(Records from a dataset)
******

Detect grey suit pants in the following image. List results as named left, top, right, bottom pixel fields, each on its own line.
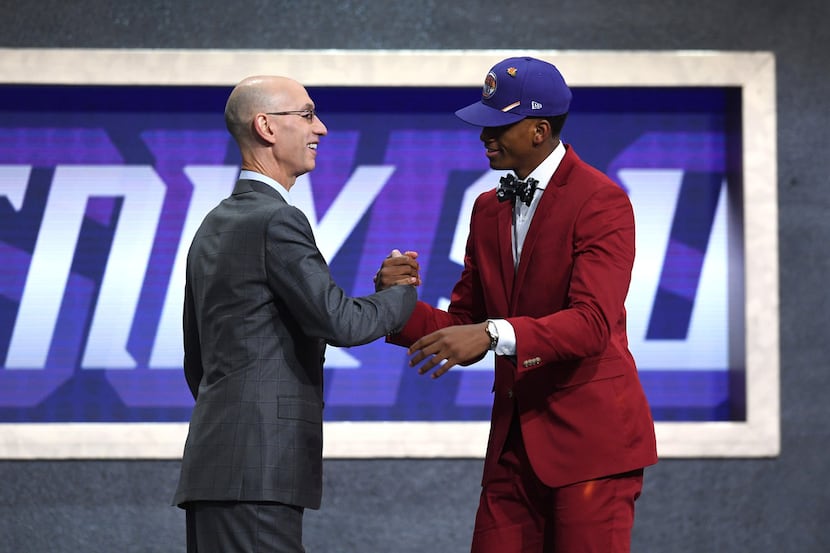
left=186, top=501, right=305, bottom=553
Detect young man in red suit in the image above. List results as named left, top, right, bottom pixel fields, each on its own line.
left=378, top=56, right=658, bottom=552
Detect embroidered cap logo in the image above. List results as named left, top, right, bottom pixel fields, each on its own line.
left=482, top=72, right=497, bottom=99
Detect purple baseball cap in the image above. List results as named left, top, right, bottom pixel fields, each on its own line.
left=455, top=56, right=572, bottom=127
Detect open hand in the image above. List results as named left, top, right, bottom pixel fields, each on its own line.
left=408, top=323, right=490, bottom=379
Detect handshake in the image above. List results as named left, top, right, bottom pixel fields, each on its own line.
left=373, top=248, right=489, bottom=380
left=373, top=249, right=421, bottom=292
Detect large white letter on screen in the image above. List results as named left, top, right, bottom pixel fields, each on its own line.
left=7, top=165, right=165, bottom=369
left=148, top=165, right=237, bottom=368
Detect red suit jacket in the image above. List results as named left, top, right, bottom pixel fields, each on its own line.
left=391, top=145, right=657, bottom=488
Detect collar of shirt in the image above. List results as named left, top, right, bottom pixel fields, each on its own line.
left=519, top=140, right=566, bottom=196
left=510, top=140, right=566, bottom=217
left=238, top=169, right=292, bottom=204
left=509, top=140, right=567, bottom=267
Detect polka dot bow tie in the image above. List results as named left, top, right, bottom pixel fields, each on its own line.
left=497, top=174, right=539, bottom=207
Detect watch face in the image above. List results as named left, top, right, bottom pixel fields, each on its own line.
left=487, top=321, right=498, bottom=350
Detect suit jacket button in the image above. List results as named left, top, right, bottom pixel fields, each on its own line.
left=507, top=388, right=514, bottom=399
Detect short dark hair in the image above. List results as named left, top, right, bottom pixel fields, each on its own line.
left=542, top=113, right=568, bottom=136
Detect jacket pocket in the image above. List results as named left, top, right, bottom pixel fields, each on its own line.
left=278, top=397, right=323, bottom=424
left=552, top=355, right=626, bottom=389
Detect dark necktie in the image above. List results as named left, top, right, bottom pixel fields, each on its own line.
left=497, top=174, right=539, bottom=207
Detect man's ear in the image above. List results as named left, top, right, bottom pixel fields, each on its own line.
left=253, top=113, right=276, bottom=144
left=532, top=119, right=554, bottom=145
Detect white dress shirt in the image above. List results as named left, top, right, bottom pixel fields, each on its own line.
left=491, top=141, right=566, bottom=356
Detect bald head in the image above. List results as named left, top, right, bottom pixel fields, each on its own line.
left=224, top=76, right=304, bottom=147
left=223, top=75, right=327, bottom=187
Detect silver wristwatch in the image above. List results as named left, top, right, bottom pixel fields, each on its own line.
left=485, top=319, right=499, bottom=351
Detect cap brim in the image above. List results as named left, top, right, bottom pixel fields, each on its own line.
left=454, top=101, right=526, bottom=127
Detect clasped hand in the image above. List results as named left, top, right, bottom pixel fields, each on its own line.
left=374, top=249, right=421, bottom=291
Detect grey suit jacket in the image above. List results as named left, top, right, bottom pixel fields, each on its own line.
left=173, top=179, right=416, bottom=509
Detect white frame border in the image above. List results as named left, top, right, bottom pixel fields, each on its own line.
left=0, top=48, right=778, bottom=459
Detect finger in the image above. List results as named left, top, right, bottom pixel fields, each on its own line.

******

- Problem to work on:
Restate the records above exactly, less any pictures.

- Response below:
Detect grey suit pants in the following image. List results as named left, top, right, bottom pixel fields, each on its own line.
left=186, top=501, right=305, bottom=553
Detect young man in red suit in the image above. List results as named left, top, right, bottom pixel fields, each on its own line.
left=378, top=56, right=658, bottom=552
Detect embroidered cap logo in the image above. List results as named left, top, right, bottom pixel fields, each on its own line.
left=482, top=72, right=497, bottom=99
Detect purple baseball cap in the image above. List results as named left, top, right, bottom pixel fields, each on its own line.
left=455, top=56, right=572, bottom=127
Detect open hand in the image above. List results as named left, top, right, bottom pixel fields, each on its own line.
left=408, top=323, right=490, bottom=379
Detect handshake in the image above. List results as named left, top, right, bottom pixel fields, each on its own line.
left=373, top=248, right=489, bottom=380
left=373, top=249, right=421, bottom=292
Detect large white letter on screen in the image above. List results as named left, top, right, bottom pixel fields, each on its own line.
left=7, top=165, right=165, bottom=369
left=148, top=165, right=237, bottom=368
Detect red suit jacket in the image above. List results as named left, top, right, bottom pixel fields, each on its own line.
left=391, top=145, right=657, bottom=488
Detect collar of shirt in the image above. List results as named left, top, right, bottom pixel fields, each on its own line.
left=519, top=140, right=566, bottom=196
left=510, top=140, right=566, bottom=217
left=238, top=169, right=292, bottom=204
left=509, top=140, right=567, bottom=267
Detect polka dot bow tie in the image above. List results as named left, top, right, bottom pixel fields, each on its own line.
left=497, top=174, right=539, bottom=207
Detect watch face in the image above. List results as named left, top, right, bottom pixel fields, each on its own line.
left=487, top=321, right=498, bottom=350
Detect suit jacket button in the image above. List results as named left, top, right, bottom pixel fields, each on its own line.
left=507, top=388, right=514, bottom=399
Detect short dark hair in the image above. List results as named left, top, right, bottom pixel fields, each on its own line.
left=542, top=113, right=568, bottom=136
Detect jacket pocket in the image above. List results as named left, top, right, bottom pixel fields, each on its own line.
left=278, top=397, right=323, bottom=424
left=552, top=355, right=626, bottom=389
Detect dark necktie in the image above. List results as named left, top, right, bottom pixel fields, each on its own line.
left=497, top=174, right=539, bottom=207
Detect man's ear in the image above. List results as named left, top, right, bottom pixel fields, each on its own line.
left=253, top=113, right=276, bottom=144
left=532, top=119, right=554, bottom=145
Detect white dress shirt in the image above. List results as named left, top, right, bottom pixel fields, each on its own line.
left=491, top=141, right=566, bottom=356
Detect bald head in the image above. List results as named left, top, right, bottom pixel fields, each on its own line.
left=224, top=76, right=304, bottom=147
left=223, top=75, right=327, bottom=187
Detect silver wristwatch in the image above. List results as named left, top, right, bottom pixel fields, each on its own line.
left=485, top=319, right=499, bottom=351
Detect cap brim in the image above. List results as named left, top, right, bottom pixel fields, each on its own line.
left=454, top=101, right=526, bottom=127
Detect clasped hand in the image above. List results as named left, top, right, bottom pixel fields, each on its own line.
left=374, top=249, right=421, bottom=291
Detect grey suit jacket in the image above. List results as named left, top, right, bottom pixel fields, each on its own line.
left=173, top=179, right=416, bottom=509
Detect white frame border in the image above. List results as named left, top, right, bottom pixel fields, each on its own line.
left=0, top=48, right=778, bottom=459
Detect finger in the image above. List results as named left, top, right, bottom pixel fields, each on its own line.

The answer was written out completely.